→ **Given text**

The Problem: False positives, bad-faith claims, no penalty for false strikes, revenue stolen during dispute (often months), three strikes = channel deleted.
Abuse Cases:
- Music: Copyright claims on public domain music, birdsong, white noise
- Video clips: Fair use commentary/criticism flagged (reaction videos, reviews)
- Gaming: Publishers claiming gameplay despite licensing permission
- Extortion: Fake claimants stealing monetization from viral videos
- Silencing: Critics copystruck to remove negative content
Alinity/PewDiePie: Alinity (Twitch streamer) threatened to copyright claim PewDiePie’s video criticizing her. The threat revealed: copyright strikes weaponized as censorship, not protection. PewDiePie’s 90M subscribers amplified issue, YouTube made minor changes (but system fundamentally unchanged).
Creator Frustration: Mumkey Jones (channel deleted over fair use anime clips), Matt Watson (false claims devastated small channel), Angry Joe (reviews claimed by movie studios). Manual appeals took weeks/months, revenue lost permanently.
2019 FTC Changes: Stricter rules on creators, but copyright system untouched. YouTube prioritized corporate rights holders over creators, afraid of DMCA lawsuit liability.
By 2023: Content ID still broken. Creators self-censor (avoid clips, use royalty-free music, blur brand logos). False claim penalties exist but rarely enforced. YouTube’s legal risk aversion > creator fairness.
Legacy: Content ID epitomizes platform power imbalance — automated systems favor corporations, appeal process favors claimants, creators guilty until proven innocent.

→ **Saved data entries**
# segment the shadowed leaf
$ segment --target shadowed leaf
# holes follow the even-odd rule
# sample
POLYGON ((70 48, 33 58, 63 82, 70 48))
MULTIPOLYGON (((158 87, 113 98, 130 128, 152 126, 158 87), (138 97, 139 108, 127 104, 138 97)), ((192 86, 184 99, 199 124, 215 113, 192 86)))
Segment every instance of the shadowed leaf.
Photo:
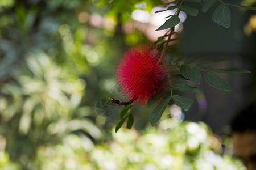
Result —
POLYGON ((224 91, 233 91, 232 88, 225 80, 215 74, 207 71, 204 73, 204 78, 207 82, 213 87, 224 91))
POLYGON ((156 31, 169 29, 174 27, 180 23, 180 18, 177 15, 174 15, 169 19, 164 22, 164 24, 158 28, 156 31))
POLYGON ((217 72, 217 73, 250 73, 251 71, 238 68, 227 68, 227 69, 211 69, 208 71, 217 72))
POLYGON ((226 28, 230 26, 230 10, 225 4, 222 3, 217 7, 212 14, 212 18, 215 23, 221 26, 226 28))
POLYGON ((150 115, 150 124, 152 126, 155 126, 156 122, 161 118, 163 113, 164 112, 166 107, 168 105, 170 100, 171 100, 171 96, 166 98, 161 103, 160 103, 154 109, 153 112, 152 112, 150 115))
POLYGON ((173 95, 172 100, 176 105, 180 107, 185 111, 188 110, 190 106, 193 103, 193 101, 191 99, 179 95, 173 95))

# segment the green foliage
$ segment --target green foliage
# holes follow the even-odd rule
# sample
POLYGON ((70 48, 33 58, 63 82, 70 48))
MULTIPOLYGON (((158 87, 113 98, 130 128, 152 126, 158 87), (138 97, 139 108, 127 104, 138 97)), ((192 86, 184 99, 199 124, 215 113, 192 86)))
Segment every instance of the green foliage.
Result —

...

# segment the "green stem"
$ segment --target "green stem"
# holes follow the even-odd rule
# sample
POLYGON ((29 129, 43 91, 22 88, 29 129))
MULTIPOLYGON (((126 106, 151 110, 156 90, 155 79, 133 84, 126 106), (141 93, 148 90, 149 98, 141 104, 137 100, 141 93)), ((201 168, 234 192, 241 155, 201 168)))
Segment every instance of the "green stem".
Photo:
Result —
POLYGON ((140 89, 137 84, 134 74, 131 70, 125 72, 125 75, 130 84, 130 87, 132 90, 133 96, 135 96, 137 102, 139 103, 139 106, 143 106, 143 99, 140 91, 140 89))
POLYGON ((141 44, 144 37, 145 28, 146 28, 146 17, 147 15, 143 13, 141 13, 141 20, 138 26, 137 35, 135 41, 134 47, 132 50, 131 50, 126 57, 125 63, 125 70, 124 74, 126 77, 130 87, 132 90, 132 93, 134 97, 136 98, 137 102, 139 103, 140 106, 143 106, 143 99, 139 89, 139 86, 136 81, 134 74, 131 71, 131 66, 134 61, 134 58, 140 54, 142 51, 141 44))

--

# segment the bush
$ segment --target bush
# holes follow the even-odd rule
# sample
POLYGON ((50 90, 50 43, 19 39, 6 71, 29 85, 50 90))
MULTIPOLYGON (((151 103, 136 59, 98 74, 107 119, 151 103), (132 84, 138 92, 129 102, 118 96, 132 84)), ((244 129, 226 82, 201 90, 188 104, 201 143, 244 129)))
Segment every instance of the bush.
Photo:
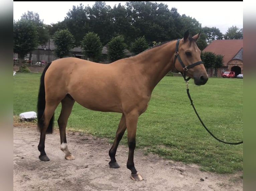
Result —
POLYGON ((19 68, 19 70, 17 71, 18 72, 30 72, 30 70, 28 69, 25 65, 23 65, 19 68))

→ **To do**
A) Write out the passage of the Content ID text from "- Gaming: Publishers" up to and including "system fundamentally unchanged).", keeping every word and mark unchanged.
B) According to the Content ID text, what happens to a channel after three strikes?

→ **Expected outputs**
A)
- Gaming: Publishers claiming gameplay despite licensing permission
- Extortion: Fake claimants stealing monetization from viral videos
- Silencing: Critics copystruck to remove negative content
Alinity/PewDiePie: Alinity (Twitch streamer) threatened to copyright claim PewDiePie’s video criticizing her. The threat revealed: copyright strikes weaponized as censorship, not protection. PewDiePie’s 90M subscribers amplified issue, YouTube made minor changes (but system fundamentally unchanged).

B) The channel is deleted.